WORK TASK 1:
Copy the records exactly as they appear, everything from the start of the records down through the line containing "rough mask: <svg".

**** PAGE EXCERPT ****

Jang and Smith's "Fathom This" turns Ice Cube Gallery into magic underwater world.

A year ago, Deborah Jang and Jean Smith agreed to do another show together at the Ice Cube Gallery that would turn the gallery's large volume into an aquarium. Smith, a deft and imaginative ceramicist (jeanbsmith.com), set out to create fanciful sea plants that could climb the walls and rise from the "sea" floor. Jang, a mixed media sculptor (deborahjang.com), began combing Craig's List, yard sales, junk yards, thrift shops and dumpsters for materials that struck her as potential components of sea creatures. The result is "Fathom This," a brilliantly colorful and highly entertaining exhibit that shows off both the artists and the generous and beautiful gallery on 3320 Walnut Street from November 11th to December 3rd.

**** DATA RECORDS ****

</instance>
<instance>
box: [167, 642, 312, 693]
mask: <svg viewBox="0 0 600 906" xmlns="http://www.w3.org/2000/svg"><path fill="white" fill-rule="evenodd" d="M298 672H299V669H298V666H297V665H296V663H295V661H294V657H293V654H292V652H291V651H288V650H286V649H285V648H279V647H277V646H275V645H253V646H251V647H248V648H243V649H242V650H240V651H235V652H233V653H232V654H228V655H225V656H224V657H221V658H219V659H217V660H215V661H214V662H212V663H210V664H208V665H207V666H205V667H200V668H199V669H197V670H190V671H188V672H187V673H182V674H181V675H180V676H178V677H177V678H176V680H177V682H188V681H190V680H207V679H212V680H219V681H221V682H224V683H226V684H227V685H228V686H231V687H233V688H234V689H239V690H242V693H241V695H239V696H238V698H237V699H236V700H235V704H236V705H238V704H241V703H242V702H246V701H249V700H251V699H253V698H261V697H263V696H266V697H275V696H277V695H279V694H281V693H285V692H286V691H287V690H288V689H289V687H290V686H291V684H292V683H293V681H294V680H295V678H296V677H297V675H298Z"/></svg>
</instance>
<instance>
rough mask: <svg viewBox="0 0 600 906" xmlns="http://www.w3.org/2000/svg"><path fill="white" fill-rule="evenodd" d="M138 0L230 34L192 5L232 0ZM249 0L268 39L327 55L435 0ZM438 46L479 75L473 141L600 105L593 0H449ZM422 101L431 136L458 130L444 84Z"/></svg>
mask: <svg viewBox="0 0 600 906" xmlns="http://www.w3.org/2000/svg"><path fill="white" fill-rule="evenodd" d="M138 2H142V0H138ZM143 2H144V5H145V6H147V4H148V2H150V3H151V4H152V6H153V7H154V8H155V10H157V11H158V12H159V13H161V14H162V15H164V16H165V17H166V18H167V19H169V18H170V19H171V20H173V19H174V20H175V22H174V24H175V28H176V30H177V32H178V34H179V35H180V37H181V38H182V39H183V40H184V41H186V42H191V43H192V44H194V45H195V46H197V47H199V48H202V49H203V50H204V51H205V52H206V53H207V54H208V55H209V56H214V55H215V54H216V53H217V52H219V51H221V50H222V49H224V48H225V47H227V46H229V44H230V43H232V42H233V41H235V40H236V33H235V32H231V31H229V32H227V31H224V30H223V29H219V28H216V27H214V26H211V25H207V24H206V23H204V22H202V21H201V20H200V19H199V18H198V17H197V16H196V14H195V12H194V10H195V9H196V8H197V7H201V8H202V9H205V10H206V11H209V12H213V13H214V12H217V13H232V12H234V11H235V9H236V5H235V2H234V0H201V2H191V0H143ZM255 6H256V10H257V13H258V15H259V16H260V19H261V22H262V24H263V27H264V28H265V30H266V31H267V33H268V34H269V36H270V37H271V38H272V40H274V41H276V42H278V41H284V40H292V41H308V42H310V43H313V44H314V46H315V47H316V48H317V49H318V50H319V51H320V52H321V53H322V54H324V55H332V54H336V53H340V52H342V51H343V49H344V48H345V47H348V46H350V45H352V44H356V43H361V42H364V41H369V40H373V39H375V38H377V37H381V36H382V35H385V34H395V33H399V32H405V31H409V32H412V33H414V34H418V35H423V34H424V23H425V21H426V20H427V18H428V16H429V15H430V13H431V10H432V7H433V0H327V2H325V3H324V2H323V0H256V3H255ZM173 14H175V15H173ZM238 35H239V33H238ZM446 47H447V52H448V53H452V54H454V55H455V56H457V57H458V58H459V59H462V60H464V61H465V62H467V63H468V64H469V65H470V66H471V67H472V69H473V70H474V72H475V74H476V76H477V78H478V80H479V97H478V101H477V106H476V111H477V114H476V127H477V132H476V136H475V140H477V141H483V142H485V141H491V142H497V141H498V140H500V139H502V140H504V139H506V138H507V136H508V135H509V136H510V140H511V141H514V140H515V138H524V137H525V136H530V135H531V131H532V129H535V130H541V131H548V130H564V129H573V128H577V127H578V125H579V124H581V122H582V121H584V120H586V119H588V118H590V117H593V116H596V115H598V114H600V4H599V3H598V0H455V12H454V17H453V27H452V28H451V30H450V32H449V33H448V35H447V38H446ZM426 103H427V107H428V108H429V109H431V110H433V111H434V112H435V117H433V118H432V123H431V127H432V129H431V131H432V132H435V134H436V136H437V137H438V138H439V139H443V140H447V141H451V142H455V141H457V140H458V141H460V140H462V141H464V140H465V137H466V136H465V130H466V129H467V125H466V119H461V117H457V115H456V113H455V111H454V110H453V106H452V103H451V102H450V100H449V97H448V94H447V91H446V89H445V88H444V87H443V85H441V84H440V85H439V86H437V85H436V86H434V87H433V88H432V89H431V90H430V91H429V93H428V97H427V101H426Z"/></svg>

****

WORK TASK 2:
Answer these questions using the article about "Fathom This":
(a) What kind of artist is Jean Smith described as?
(b) On what street address is the gallery located?
(c) Between which dates does the exhibit run?

EXERCISE RESULT 1:
</instance>
<instance>
box: [167, 642, 312, 693]
mask: <svg viewBox="0 0 600 906" xmlns="http://www.w3.org/2000/svg"><path fill="white" fill-rule="evenodd" d="M298 672H299V669H298V666H297V665H296V663H295V661H294V657H293V654H292V652H291V651H288V650H286V649H285V648H279V647H277V646H275V645H253V646H251V647H248V648H243V649H242V650H240V651H235V652H233V653H232V654H228V655H225V656H224V657H221V658H219V659H217V660H215V661H214V662H212V663H210V664H208V665H207V666H205V667H200V668H199V669H197V670H190V671H188V672H187V673H182V674H181V675H180V676H178V677H177V678H176V680H177V682H188V681H190V680H207V679H212V680H219V681H221V682H224V683H226V684H227V685H228V686H231V687H233V688H234V689H239V690H242V693H241V695H239V696H238V698H237V699H236V700H235V704H236V705H238V704H241V703H242V702H246V701H249V700H251V699H253V698H261V697H263V696H266V697H275V696H277V695H279V694H281V693H285V692H286V691H287V690H288V689H289V687H290V686H291V684H292V683H293V681H294V680H295V678H296V677H297V675H298Z"/></svg>
</instance>
<instance>
rough mask: <svg viewBox="0 0 600 906" xmlns="http://www.w3.org/2000/svg"><path fill="white" fill-rule="evenodd" d="M138 0L230 34L192 5L232 0ZM249 0L268 39L327 55L435 0ZM438 46L479 75L473 141L600 105L593 0H449ZM422 101L431 136L458 130L444 84Z"/></svg>

EXERCISE RESULT 2:
(a) A ceramicist
(b) 3320 Walnut Street
(c) November 11th to December 3rd